(Referring expression data)
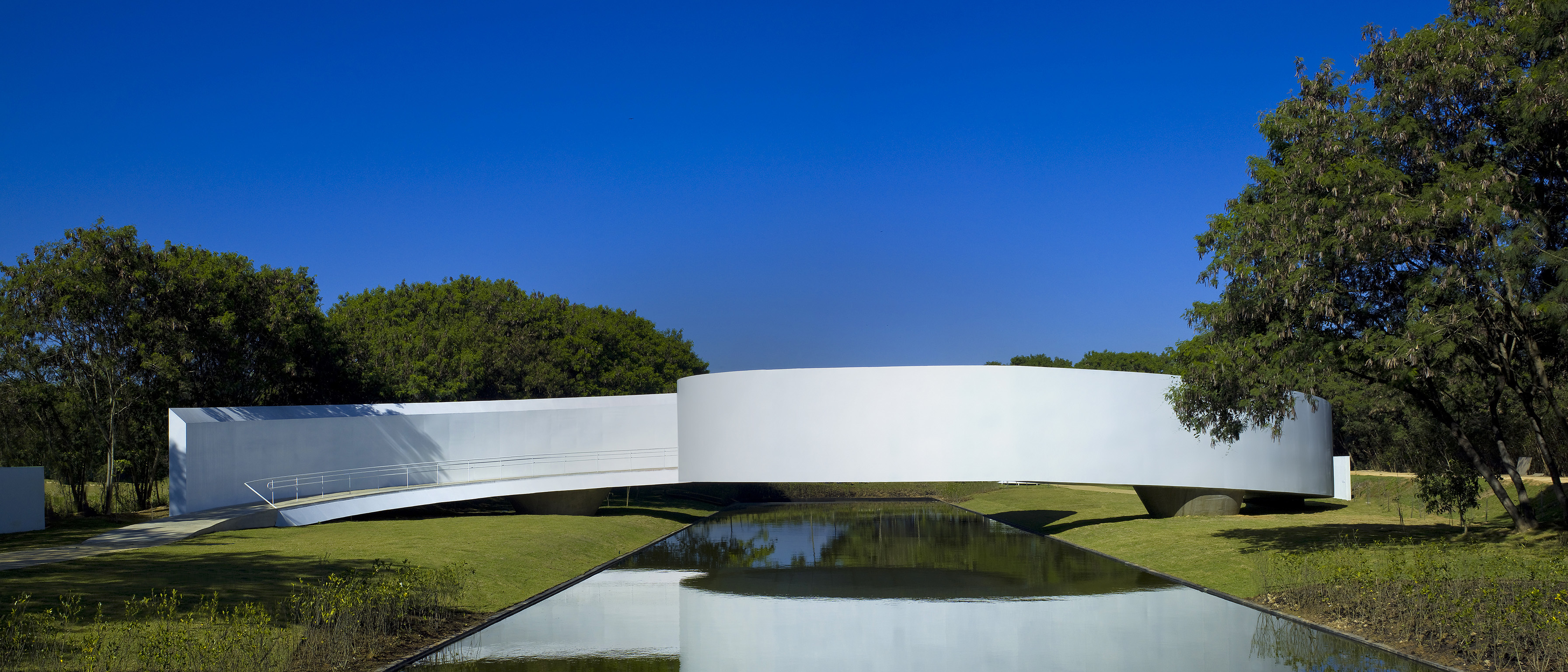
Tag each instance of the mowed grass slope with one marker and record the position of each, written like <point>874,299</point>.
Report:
<point>510,556</point>
<point>1225,552</point>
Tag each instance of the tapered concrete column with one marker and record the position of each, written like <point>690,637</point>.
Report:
<point>560,503</point>
<point>1169,503</point>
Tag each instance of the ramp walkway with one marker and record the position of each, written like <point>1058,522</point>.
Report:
<point>286,501</point>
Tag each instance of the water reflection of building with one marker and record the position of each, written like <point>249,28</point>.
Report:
<point>646,615</point>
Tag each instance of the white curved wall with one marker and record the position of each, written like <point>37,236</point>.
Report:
<point>215,451</point>
<point>979,423</point>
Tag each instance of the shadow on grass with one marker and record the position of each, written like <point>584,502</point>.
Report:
<point>117,577</point>
<point>70,530</point>
<point>672,515</point>
<point>1313,538</point>
<point>1089,522</point>
<point>1305,508</point>
<point>1034,520</point>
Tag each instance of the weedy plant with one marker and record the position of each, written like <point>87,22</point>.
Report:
<point>356,616</point>
<point>1482,605</point>
<point>338,622</point>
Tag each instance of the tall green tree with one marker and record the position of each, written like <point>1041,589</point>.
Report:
<point>79,319</point>
<point>472,338</point>
<point>1405,234</point>
<point>1103,360</point>
<point>101,335</point>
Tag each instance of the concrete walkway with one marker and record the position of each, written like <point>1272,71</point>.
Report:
<point>153,533</point>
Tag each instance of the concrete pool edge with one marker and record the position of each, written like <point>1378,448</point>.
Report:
<point>402,663</point>
<point>1225,595</point>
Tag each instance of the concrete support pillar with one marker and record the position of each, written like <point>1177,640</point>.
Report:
<point>560,503</point>
<point>1172,501</point>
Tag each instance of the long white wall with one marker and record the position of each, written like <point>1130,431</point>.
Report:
<point>979,423</point>
<point>915,423</point>
<point>215,451</point>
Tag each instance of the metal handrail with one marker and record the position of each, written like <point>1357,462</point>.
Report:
<point>444,472</point>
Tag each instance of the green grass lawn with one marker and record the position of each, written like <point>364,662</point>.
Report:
<point>515,556</point>
<point>1224,552</point>
<point>510,556</point>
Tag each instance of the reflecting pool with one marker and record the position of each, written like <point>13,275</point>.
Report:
<point>888,586</point>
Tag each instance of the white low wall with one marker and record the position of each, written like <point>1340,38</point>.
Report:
<point>21,498</point>
<point>215,451</point>
<point>979,423</point>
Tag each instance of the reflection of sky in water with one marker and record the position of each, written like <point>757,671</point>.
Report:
<point>887,600</point>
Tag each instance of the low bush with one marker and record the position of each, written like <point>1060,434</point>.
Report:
<point>338,622</point>
<point>1477,605</point>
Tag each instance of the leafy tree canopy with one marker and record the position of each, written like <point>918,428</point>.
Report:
<point>1407,236</point>
<point>471,338</point>
<point>1103,360</point>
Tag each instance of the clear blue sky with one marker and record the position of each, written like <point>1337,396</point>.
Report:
<point>793,186</point>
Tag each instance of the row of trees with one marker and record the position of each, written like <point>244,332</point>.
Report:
<point>101,333</point>
<point>1104,360</point>
<point>1401,252</point>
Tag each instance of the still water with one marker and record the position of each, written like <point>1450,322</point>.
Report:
<point>888,586</point>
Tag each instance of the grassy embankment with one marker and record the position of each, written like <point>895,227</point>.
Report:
<point>1377,566</point>
<point>512,558</point>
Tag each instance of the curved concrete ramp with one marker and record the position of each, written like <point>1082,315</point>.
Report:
<point>321,509</point>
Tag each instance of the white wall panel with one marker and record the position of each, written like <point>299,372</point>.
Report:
<point>21,498</point>
<point>919,423</point>
<point>979,423</point>
<point>215,451</point>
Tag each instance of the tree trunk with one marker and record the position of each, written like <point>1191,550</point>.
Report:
<point>1528,402</point>
<point>1562,423</point>
<point>109,470</point>
<point>1509,464</point>
<point>1523,522</point>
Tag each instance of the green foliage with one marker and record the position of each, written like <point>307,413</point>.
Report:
<point>338,622</point>
<point>1453,489</point>
<point>352,618</point>
<point>1473,602</point>
<point>1040,360</point>
<point>1103,360</point>
<point>101,335</point>
<point>1404,236</point>
<point>471,338</point>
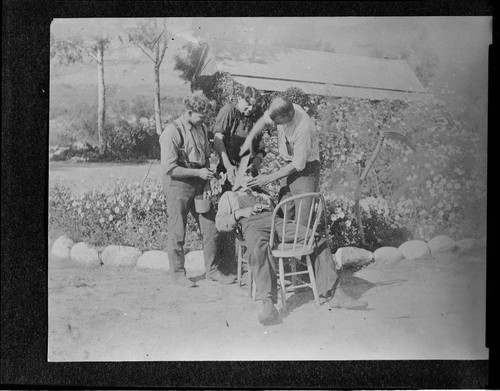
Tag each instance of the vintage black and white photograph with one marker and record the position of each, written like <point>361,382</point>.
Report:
<point>267,188</point>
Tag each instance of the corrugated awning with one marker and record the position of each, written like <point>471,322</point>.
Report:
<point>319,73</point>
<point>328,89</point>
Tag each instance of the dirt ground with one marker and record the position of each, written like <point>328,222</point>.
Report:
<point>425,309</point>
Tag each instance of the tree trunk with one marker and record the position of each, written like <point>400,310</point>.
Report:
<point>101,93</point>
<point>361,179</point>
<point>157,101</point>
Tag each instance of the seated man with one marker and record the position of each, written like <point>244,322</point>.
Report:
<point>250,211</point>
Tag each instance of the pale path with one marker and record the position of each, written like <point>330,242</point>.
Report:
<point>417,310</point>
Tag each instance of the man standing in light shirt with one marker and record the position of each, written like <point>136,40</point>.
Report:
<point>297,144</point>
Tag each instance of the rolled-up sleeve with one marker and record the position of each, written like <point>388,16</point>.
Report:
<point>224,220</point>
<point>169,144</point>
<point>301,146</point>
<point>222,126</point>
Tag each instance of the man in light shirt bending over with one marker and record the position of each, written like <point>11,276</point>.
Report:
<point>297,144</point>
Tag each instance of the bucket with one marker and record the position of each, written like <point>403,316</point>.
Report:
<point>202,205</point>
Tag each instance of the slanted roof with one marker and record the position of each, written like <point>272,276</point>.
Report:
<point>321,73</point>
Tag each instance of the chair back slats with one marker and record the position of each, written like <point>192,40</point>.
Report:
<point>315,214</point>
<point>319,213</point>
<point>306,242</point>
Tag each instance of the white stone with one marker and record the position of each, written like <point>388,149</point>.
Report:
<point>414,249</point>
<point>155,259</point>
<point>85,254</point>
<point>481,242</point>
<point>387,254</point>
<point>195,262</point>
<point>441,244</point>
<point>62,247</point>
<point>114,255</point>
<point>353,256</point>
<point>466,244</point>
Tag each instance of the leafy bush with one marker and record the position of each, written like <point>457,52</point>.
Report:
<point>136,140</point>
<point>128,214</point>
<point>439,188</point>
<point>380,226</point>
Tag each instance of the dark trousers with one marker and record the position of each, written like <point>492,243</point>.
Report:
<point>305,181</point>
<point>180,201</point>
<point>257,233</point>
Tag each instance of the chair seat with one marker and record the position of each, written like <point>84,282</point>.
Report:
<point>291,251</point>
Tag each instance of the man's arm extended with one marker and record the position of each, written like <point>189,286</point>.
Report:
<point>259,126</point>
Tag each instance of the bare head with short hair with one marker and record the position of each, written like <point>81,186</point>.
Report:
<point>197,102</point>
<point>281,110</point>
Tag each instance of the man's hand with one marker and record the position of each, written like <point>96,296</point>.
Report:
<point>247,146</point>
<point>245,212</point>
<point>231,173</point>
<point>204,173</point>
<point>254,167</point>
<point>260,180</point>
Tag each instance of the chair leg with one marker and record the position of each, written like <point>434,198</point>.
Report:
<point>240,261</point>
<point>293,266</point>
<point>282,283</point>
<point>253,286</point>
<point>313,279</point>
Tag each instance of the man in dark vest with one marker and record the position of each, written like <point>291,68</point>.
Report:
<point>185,153</point>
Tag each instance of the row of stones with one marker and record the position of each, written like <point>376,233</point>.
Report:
<point>126,256</point>
<point>411,250</point>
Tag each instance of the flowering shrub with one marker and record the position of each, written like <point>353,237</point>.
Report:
<point>438,188</point>
<point>127,214</point>
<point>132,140</point>
<point>381,228</point>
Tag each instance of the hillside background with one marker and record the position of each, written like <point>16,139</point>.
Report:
<point>456,47</point>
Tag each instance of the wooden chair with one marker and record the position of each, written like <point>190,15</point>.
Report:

__What is needed__: Go through the records and report each line that contains "reflection".

__Output for this task__:
Tag each instance of the water reflection of building with one marker and record the position of each, written like <point>249,28</point>.
Tag each instance of the reflection of sky in water with one marker and record the position of each, written like <point>757,671</point>.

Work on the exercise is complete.